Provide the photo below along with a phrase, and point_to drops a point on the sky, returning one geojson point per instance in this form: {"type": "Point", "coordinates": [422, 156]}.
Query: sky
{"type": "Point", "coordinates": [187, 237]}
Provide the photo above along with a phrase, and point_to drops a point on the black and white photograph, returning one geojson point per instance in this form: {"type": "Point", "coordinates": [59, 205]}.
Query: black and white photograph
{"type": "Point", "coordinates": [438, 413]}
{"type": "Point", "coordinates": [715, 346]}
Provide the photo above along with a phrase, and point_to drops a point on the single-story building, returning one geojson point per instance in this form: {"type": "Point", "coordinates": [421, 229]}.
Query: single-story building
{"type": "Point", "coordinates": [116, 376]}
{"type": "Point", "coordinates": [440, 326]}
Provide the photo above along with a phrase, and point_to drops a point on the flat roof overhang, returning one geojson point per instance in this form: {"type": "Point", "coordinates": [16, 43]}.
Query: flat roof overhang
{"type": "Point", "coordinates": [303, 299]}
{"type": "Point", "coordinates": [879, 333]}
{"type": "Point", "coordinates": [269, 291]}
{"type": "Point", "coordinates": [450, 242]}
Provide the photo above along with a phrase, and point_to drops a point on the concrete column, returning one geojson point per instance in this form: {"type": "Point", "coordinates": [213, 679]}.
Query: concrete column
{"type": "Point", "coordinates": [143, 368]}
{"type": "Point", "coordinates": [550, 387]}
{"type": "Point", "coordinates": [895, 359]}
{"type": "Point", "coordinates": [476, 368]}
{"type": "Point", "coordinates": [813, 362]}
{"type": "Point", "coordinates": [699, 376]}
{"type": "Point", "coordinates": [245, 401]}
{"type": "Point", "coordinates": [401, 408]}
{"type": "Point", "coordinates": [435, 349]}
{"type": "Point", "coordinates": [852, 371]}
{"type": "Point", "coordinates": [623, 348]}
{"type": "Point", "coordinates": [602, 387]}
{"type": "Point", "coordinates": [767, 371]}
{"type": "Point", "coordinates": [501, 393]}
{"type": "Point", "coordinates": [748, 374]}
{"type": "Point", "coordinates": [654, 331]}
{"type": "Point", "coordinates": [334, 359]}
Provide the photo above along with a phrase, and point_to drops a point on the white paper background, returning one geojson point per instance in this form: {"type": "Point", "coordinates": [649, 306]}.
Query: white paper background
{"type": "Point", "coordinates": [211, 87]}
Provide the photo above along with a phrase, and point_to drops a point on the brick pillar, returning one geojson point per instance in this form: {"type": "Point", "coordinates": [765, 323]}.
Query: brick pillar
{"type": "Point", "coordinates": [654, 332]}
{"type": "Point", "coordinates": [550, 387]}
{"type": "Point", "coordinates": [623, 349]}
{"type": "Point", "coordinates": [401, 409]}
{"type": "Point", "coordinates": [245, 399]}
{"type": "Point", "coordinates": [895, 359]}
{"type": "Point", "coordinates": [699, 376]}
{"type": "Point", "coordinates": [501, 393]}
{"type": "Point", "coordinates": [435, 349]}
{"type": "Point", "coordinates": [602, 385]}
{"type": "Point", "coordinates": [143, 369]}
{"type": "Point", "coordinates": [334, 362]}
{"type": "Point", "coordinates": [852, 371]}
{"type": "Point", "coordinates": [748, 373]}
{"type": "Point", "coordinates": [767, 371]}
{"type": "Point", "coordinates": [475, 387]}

▶ _WHAT THE TASK ASKS_: Without omitting any record, transcribe the data exactly.

▶ _WRITTEN REPLY_:
Provide the photo below along with a phrase, and point_to drops a point on the sky, returning one geojson point per instance in this form: {"type": "Point", "coordinates": [422, 156]}.
Query: sky
{"type": "Point", "coordinates": [187, 237]}
Provide the photo above along with a phrase, and point_to drops a point on the black and white photograph, returning one geojson point per instance in this form: {"type": "Point", "coordinates": [59, 205]}.
Query: black and white photograph
{"type": "Point", "coordinates": [438, 413]}
{"type": "Point", "coordinates": [715, 346]}
Provide the photo above along with a phrase, and point_to drops a point on the single-story building, returning one geojson point per instance in this form: {"type": "Point", "coordinates": [421, 229]}.
Query: single-story building
{"type": "Point", "coordinates": [116, 376]}
{"type": "Point", "coordinates": [440, 326]}
Provide the photo above along with a phrase, and point_to drops a point on the flat roof overhang, returning one geojson point per instance in this form: {"type": "Point", "coordinates": [16, 43]}.
Query: flat roof overhang
{"type": "Point", "coordinates": [303, 299]}
{"type": "Point", "coordinates": [879, 333]}
{"type": "Point", "coordinates": [269, 291]}
{"type": "Point", "coordinates": [450, 242]}
Provide the photo above along with a phrase, and point_to drops a point on the concrete column, returning one geojson point per instance in this form: {"type": "Point", "coordinates": [213, 679]}.
Query: concrete column
{"type": "Point", "coordinates": [143, 368]}
{"type": "Point", "coordinates": [550, 387]}
{"type": "Point", "coordinates": [895, 359]}
{"type": "Point", "coordinates": [476, 368]}
{"type": "Point", "coordinates": [813, 362]}
{"type": "Point", "coordinates": [699, 376]}
{"type": "Point", "coordinates": [245, 401]}
{"type": "Point", "coordinates": [401, 408]}
{"type": "Point", "coordinates": [435, 349]}
{"type": "Point", "coordinates": [852, 371]}
{"type": "Point", "coordinates": [623, 348]}
{"type": "Point", "coordinates": [602, 387]}
{"type": "Point", "coordinates": [767, 371]}
{"type": "Point", "coordinates": [501, 393]}
{"type": "Point", "coordinates": [748, 374]}
{"type": "Point", "coordinates": [654, 331]}
{"type": "Point", "coordinates": [334, 359]}
Provide the photo above along with a phrase, and point_to drops a point on the white paper background, returning one geojson point per instance in this form: {"type": "Point", "coordinates": [649, 306]}.
Query: white paper background
{"type": "Point", "coordinates": [211, 87]}
Provide the photo above along with a phrase, and point_to drops a point on the brick pillar, returning one geojson point per instance in this form: {"type": "Point", "coordinates": [765, 323]}.
Query: brick pillar
{"type": "Point", "coordinates": [654, 332]}
{"type": "Point", "coordinates": [550, 387]}
{"type": "Point", "coordinates": [623, 349]}
{"type": "Point", "coordinates": [401, 409]}
{"type": "Point", "coordinates": [245, 399]}
{"type": "Point", "coordinates": [895, 359]}
{"type": "Point", "coordinates": [699, 376]}
{"type": "Point", "coordinates": [501, 393]}
{"type": "Point", "coordinates": [435, 349]}
{"type": "Point", "coordinates": [602, 385]}
{"type": "Point", "coordinates": [143, 369]}
{"type": "Point", "coordinates": [334, 362]}
{"type": "Point", "coordinates": [852, 371]}
{"type": "Point", "coordinates": [748, 373]}
{"type": "Point", "coordinates": [767, 371]}
{"type": "Point", "coordinates": [475, 387]}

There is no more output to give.